§ DOCUMENT EXCERPT:
Simon announced in February that it would snap up 80% of Taubman Realty Group Limited Partnership. The company was to purchase Taubman’s stock for $52.50 a share, or a 51% premium on what stocks closed at the previous day, with the Taubman family to retain a 20% ownership in TRG. Taubman owns, manages or leases 26 shopping centers in the U.S. and Asia, while Simon Property has more than 200 malls and outlets in the U.S. that feature roughly 3,000 brands.
On June 10, Simon announced its intention to back out of the February deal — citing the “uniquely material and disproportionate effect” of COVID-19 on Taubman versus others in the retail real estate industry. According to Simon, Taubman was “disproportionately hurt” by the pandemic compared to competitors because of its “significant” amount of enclosed properties located in densely populated cities, focus on high-end shopping and “dependence” on domestic and international tourism.
However, Taubman claims that Simon “repeatedly failed to assert the purportedly incurable, disproportionate material adverse effect of the pandemic on Taubman.” Further, Taubman argues that both parties were “well-aware” of the risks of the coronavirus crisis when they reached a deal this February.

§ DATASET EXTRACT:

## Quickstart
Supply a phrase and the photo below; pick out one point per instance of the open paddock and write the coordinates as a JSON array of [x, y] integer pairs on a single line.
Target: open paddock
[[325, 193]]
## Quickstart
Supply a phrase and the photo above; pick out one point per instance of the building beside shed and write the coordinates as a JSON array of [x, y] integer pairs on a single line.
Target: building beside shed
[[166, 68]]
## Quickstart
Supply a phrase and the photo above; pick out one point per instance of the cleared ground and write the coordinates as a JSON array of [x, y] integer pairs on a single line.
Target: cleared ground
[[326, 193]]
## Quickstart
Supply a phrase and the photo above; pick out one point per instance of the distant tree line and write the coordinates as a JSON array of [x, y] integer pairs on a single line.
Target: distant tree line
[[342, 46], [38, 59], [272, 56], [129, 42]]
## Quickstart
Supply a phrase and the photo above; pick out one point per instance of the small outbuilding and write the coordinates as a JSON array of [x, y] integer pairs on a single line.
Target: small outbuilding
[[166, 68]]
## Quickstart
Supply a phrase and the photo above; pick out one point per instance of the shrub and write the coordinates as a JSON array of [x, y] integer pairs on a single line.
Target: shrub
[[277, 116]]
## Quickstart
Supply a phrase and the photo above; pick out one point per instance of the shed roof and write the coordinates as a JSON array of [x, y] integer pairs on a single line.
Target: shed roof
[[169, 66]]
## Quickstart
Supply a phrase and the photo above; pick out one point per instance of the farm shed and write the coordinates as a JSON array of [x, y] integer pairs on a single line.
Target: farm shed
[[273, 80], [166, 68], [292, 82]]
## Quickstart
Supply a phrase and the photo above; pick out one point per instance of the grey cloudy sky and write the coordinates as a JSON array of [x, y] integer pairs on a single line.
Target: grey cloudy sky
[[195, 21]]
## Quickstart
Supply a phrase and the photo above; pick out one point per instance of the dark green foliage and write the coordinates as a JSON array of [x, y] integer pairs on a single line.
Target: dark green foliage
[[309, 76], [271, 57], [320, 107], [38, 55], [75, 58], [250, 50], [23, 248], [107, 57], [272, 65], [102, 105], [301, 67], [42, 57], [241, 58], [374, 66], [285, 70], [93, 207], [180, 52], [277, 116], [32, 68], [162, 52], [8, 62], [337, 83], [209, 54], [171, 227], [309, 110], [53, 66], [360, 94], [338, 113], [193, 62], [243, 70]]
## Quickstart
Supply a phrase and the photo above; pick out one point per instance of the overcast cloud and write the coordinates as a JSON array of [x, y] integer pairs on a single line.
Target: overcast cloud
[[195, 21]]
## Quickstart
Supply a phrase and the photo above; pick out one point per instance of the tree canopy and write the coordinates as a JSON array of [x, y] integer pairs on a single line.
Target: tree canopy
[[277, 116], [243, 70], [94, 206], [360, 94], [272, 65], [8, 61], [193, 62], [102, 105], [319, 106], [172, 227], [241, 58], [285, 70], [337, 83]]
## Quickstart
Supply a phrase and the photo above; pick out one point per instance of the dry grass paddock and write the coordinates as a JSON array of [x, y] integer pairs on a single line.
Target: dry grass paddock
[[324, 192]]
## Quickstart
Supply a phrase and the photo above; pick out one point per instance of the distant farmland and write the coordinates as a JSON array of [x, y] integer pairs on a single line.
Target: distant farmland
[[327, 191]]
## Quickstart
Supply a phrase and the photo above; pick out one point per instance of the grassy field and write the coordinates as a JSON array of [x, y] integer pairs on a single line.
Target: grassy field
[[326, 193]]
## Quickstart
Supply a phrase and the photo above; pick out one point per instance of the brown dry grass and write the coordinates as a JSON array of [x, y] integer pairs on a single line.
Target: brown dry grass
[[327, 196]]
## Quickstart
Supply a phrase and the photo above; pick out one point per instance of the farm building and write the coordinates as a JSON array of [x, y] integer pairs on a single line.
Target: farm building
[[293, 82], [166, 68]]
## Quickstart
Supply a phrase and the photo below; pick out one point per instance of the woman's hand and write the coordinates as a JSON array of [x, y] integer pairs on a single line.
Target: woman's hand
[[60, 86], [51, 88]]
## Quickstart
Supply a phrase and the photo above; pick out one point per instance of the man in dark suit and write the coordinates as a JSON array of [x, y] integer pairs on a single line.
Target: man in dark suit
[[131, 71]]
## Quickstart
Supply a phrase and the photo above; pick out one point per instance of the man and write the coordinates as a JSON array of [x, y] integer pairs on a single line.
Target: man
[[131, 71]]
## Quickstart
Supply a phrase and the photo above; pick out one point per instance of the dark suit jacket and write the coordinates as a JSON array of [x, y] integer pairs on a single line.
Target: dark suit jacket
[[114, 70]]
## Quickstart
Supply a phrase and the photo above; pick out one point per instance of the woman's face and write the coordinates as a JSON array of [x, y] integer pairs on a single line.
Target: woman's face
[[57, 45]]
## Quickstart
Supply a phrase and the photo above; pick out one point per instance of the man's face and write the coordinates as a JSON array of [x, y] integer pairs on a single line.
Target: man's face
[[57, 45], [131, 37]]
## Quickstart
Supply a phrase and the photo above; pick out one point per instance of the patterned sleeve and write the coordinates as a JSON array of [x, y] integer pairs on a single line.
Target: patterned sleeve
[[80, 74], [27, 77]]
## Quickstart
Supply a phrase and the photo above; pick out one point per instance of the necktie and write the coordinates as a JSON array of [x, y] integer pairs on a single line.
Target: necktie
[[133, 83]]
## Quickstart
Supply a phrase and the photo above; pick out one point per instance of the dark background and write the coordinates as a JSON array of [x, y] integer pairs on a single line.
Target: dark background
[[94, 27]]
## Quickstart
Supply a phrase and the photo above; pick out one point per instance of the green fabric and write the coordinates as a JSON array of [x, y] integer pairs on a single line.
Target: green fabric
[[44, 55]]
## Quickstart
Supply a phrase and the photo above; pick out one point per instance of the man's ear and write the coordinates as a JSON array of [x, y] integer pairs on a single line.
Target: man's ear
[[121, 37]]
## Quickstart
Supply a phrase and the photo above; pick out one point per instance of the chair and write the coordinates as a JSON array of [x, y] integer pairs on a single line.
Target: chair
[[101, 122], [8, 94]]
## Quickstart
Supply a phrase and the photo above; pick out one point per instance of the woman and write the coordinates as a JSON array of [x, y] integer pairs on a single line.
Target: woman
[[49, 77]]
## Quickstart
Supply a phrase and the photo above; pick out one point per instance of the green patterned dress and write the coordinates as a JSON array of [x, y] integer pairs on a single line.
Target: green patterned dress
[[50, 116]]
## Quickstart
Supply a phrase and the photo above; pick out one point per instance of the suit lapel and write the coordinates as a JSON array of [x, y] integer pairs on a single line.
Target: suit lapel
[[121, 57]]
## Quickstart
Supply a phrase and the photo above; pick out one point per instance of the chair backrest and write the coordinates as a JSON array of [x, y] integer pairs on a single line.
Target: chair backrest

§ LIST OF TASKS:
1. Answer these questions from the passage on the Simon–Taubman deal.
(a) What price per share was Simon to pay for Taubman's stock?
(b) On what date did Simon announce its intention to back out of the deal?
(c) According to Taubman, what were both parties "well-aware" of when they reached the deal?
2. Continue the passage on the Simon–Taubman deal after its last sentence.

§ RESPONSES FOR EACH TASK:
1.
(a) $52.50 a share.
(b) June 10.
(c) The risks of the coronavirus crisis.

2.
“[Simon] clearly understood that the coronavirus and the deteriorating retail market would severely impact the shopping mall industry when they made their strategic judgment to acquire the Taubman Parties — despite the brewing pandemic — so as to achieve a long-term business objective they had held for many years,” the complaint reads.
Like other mall owners, Simon has itself faced challenges because of the pandemic. In March, the company was forced to temporarily shutter all of its units in March, and a number of its retail tenants announced they would not pay rent during the closure period. To maintain liquidity through the coronavirus crisis, Simon extended its $6 billion revolving credit facility and term loan, implemented executive pay cuts and reportedly furloughed one-third of its workforce.